***** Texte du document *****
Le nouveau débat politique

Année 1985. Année agitée. Année orageuse. Une tempête par saison.

Un hiver meurtrier en Nouvelle-Calédonie, où Européens et Mélanésiens s'affrontent. Un printemps tumultueux avec les élections cantonales et la polémique sur la proportionnelle. Un été torride pour le pouvoir avec l'affaire Greenpeace et un automne bruyant avec, déjà, la précampagne des législatives et le premier choc télévisé, Laurent Fabius contre Jacques Chirac.

Quelle année ! Les hommes politiques n'ont pas laissé aux Français le temps de souffler et leur ont donné un avant-goût des batailles qui s'annoncent.

La première est imminente. 16 mars 1986 : élections législatives et régionales. Les conséquences d'une victoire éventuelle de l'opposition donnent à ce scrutin un caractère dramatique. Le président Mitterrand doit-il partir ou non ?

Cette question occulte toutes les autres, bien avant le jour « J » et déchaîne les passions. L'enjeu est tel que les chefs de partis s'opposent avec acharnement.

Ce n'est plus un débat, c'est un combat. Obsédée par cette échéance, la classe politique fait croire aux Français que le pays est à son image : divisé, crispé, mobilisé par un affrontement sans merci. Illusion trompeuse.

Le nouveau paysage

Le vacarme, amplifié chaque jour par les médias, masque en fait l'essentiel. Un événement s'est produit en 1985, imperceptible, invisible. La France est peut-être entrée, sans vraiment s'en rendre compte, dans une ère nouvelle, une ère où la vie politique ne se réduira plus à une « guerre » entre deux blocs antagonistes, gauche contre droite. Une ère où le débat ne se résumera plus à une formule lapidaire, brutale, sans appel : l'enfer, c'est l'autre...
***** Entrées répertoriées *****
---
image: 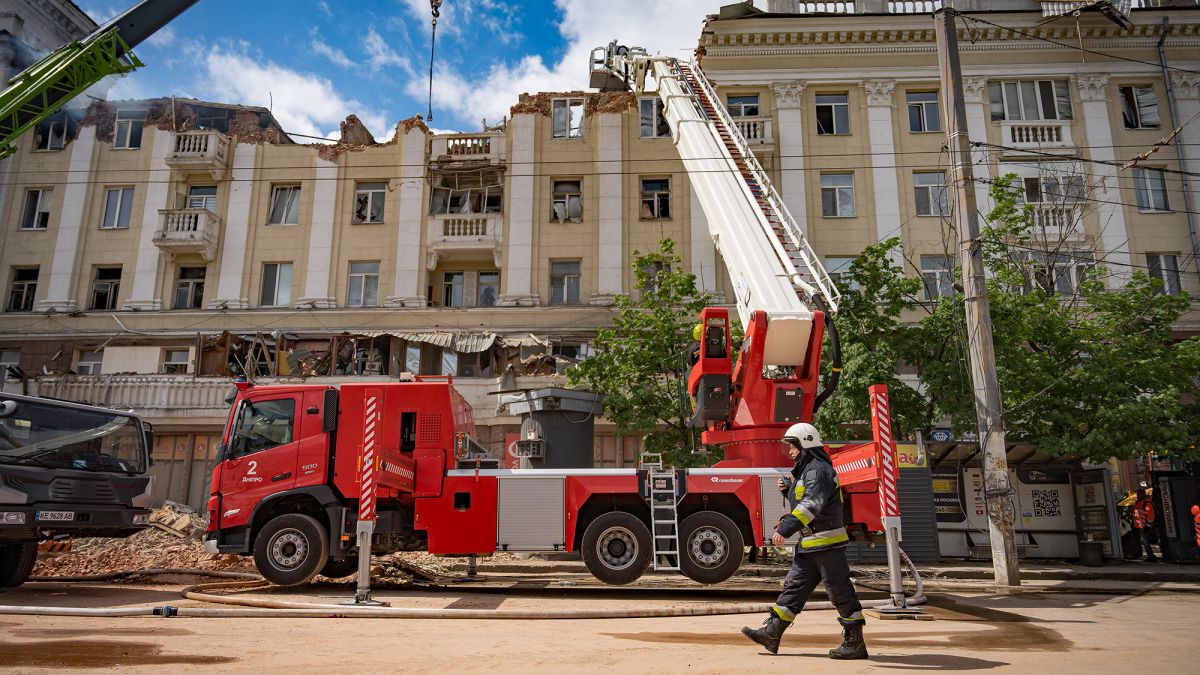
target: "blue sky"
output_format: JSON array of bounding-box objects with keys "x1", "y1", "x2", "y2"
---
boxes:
[{"x1": 87, "y1": 0, "x2": 732, "y2": 139}]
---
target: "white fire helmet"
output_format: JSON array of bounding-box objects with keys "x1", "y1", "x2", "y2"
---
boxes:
[{"x1": 784, "y1": 422, "x2": 821, "y2": 449}]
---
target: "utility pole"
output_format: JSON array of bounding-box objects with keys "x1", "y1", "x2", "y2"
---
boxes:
[{"x1": 934, "y1": 7, "x2": 1021, "y2": 586}]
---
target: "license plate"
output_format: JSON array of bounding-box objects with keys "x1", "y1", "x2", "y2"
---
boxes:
[{"x1": 37, "y1": 510, "x2": 74, "y2": 521}]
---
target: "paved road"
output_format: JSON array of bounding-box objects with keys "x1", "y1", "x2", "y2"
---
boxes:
[{"x1": 0, "y1": 584, "x2": 1200, "y2": 675}]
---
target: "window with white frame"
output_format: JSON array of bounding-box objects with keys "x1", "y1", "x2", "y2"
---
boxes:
*****
### Consignes
• 1. Pour chacune des affirmations suivantes, répondre par oui ou non selon qu'elle concorde ou non avec le texte, en citant mot pour mot le passage décisif du texte. (a) Les élections législatives et régionales sont fixées au 16 mars 1986. (b) L'affaire Greenpeace a marqué l'hiver 1985. (c) Le premier choc télévisé a opposé Laurent Fabius à Jacques Chirac.
• 2. Mettre à jour l'ensemble des entrées ci-dessus en remplaçant "bounding-box objects" par "rectangle objects", sans aucune autre modification, et omettre les images dans la réponse.

### Solutions proposées
• 1.
(a) Oui : « 16 mars 1986 : élections législatives et régionales. »
(b) Non : « Un été torride pour le pouvoir avec l'affaire Greenpeace »
(c) Oui : « le premier choc télévisé, Laurent Fabius contre Jacques Chirac »

• 2.
---
image: 
target: "blue sky"
output_format: JSON array of rectangle objects with keys "x1", "y1", "x2", "y2"
---
boxes:
[{"x1": 87, "y1": 0, "x2": 732, "y2": 139}]
---
target: "white fire helmet"
output_format: JSON array of rectangle objects with keys "x1", "y1", "x2", "y2"
---
boxes:
[{"x1": 784, "y1": 422, "x2": 821, "y2": 449}]
---
target: "utility pole"
output_format: JSON array of rectangle objects with keys "x1", "y1", "x2", "y2"
---
boxes:
[{"x1": 934, "y1": 7, "x2": 1021, "y2": 586}]
---
target: "license plate"
output_format: JSON array of rectangle objects with keys "x1", "y1", "x2", "y2"
---
boxes:
[{"x1": 37, "y1": 510, "x2": 74, "y2": 521}]
---
target: "paved road"
output_format: JSON array of rectangle objects with keys "x1", "y1", "x2", "y2"
---
boxes:
[{"x1": 0, "y1": 584, "x2": 1200, "y2": 675}]
---
target: "window with white frame"
output_format: JSON array of rectangle objects with keys "x1", "y1", "x2", "y2"
---
boxes:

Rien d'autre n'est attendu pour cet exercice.